§ What is needed
Repeat only the stretch of lines below that runs from the line with "Reviewer note: check that each instance of the car taillight" through the line with "Reviewer note: check that each instance of the side", unaltered.

§ Provided information
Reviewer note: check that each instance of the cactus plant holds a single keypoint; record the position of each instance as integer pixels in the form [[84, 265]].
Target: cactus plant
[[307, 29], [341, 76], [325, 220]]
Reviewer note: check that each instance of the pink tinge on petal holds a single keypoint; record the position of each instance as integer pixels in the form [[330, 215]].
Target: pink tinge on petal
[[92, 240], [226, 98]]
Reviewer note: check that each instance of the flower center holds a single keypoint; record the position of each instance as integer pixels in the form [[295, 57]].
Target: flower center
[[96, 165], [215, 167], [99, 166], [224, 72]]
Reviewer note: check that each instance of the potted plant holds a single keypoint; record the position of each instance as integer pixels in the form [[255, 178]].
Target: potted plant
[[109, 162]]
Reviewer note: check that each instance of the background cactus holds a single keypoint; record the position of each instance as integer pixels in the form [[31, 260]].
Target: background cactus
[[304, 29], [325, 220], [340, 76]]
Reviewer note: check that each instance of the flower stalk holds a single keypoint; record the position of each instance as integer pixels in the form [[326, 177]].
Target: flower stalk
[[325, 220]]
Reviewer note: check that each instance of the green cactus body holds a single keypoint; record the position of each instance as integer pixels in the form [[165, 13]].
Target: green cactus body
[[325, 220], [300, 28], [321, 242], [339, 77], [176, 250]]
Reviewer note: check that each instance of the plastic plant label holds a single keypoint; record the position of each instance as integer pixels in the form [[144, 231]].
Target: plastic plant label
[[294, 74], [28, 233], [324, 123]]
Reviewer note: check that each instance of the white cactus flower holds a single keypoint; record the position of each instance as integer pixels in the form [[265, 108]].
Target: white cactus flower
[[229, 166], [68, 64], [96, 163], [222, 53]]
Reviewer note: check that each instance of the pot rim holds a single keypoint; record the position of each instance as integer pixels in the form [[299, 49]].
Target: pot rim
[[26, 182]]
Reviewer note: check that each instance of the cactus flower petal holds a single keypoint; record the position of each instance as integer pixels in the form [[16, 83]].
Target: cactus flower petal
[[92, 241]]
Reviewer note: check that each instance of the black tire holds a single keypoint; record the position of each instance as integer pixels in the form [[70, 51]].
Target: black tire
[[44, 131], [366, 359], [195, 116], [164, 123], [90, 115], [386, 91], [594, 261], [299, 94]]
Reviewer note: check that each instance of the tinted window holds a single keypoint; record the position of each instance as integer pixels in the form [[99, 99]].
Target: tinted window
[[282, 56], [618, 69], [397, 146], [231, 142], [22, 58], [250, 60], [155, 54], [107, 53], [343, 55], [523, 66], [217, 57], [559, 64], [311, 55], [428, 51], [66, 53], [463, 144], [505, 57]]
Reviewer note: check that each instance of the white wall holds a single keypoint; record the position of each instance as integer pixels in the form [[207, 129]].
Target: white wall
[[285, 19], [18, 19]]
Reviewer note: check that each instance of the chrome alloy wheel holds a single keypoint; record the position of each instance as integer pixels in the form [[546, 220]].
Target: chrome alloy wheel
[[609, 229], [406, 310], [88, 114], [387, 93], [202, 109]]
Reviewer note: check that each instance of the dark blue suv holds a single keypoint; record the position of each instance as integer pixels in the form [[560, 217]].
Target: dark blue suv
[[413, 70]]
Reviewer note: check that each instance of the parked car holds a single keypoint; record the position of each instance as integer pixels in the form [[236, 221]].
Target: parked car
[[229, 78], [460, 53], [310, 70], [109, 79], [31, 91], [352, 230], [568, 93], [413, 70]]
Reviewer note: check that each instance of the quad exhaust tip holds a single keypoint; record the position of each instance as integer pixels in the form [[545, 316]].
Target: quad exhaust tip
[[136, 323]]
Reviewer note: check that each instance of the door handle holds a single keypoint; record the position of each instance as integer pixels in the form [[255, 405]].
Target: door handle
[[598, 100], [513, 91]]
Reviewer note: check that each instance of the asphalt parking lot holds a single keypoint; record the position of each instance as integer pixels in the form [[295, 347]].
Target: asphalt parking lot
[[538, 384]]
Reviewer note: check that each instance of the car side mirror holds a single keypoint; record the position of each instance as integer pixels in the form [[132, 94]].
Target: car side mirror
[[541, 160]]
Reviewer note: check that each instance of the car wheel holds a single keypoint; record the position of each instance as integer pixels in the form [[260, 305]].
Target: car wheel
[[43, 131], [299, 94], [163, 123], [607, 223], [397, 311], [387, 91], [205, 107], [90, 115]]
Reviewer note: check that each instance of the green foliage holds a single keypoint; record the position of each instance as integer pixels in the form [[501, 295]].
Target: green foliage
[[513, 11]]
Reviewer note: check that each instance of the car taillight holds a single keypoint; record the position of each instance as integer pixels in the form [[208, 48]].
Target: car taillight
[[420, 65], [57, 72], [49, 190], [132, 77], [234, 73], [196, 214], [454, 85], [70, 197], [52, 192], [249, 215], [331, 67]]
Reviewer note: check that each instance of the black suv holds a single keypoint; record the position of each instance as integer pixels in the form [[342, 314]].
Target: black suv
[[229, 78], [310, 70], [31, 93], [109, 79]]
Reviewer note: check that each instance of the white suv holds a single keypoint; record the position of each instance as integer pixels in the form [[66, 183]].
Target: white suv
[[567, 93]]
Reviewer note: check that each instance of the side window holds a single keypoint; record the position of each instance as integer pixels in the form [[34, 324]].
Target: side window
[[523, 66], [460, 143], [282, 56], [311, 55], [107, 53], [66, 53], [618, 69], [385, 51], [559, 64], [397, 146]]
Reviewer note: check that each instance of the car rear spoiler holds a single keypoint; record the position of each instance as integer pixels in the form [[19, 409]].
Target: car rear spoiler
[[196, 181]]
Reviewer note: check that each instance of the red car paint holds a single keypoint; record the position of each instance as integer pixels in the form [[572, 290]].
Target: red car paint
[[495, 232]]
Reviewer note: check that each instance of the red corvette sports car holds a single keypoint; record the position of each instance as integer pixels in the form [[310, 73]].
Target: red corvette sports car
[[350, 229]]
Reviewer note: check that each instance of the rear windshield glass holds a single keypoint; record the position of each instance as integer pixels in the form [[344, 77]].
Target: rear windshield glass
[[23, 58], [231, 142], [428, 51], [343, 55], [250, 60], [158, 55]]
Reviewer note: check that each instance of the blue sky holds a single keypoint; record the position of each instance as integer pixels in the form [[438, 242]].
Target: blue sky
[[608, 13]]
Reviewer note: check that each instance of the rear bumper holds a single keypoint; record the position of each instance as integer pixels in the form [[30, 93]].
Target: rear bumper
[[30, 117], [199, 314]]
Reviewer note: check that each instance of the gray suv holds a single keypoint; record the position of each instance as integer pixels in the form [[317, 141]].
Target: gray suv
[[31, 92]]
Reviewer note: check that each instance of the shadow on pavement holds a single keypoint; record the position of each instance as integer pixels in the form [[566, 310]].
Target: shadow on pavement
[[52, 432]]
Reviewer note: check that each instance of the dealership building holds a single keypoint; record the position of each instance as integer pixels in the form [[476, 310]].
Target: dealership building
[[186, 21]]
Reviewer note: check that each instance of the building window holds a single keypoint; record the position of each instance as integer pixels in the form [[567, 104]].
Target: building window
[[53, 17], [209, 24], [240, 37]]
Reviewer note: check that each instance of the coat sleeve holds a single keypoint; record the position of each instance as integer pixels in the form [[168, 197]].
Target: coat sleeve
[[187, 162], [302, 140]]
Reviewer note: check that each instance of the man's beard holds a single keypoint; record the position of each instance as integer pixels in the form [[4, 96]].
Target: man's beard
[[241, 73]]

§ Written solution
Reviewer note: check that each instance of the car taillight holds a single keypoint; record the position of each instance as integer pixels in the form [[208, 48]].
Target: car taillight
[[420, 65], [57, 72], [49, 190], [132, 77], [234, 73], [196, 214], [454, 85], [70, 197], [52, 192], [249, 215], [331, 67]]
Reviewer note: check that each instance of the black suv holds a single keypoint; record the position of each instance as integer pixels in the form [[342, 314]].
Target: black suv
[[229, 78], [310, 70], [31, 93], [109, 79]]
Reviewer note: check that each instance of the white suv holds a single keypoint; record the position of each instance as integer pixels in the form [[66, 183]].
Target: white suv
[[567, 93]]
Reviewer note: check that each instance of the side window holds a single keypoint; record the position of each instance as integer pixels in the form [[34, 324]].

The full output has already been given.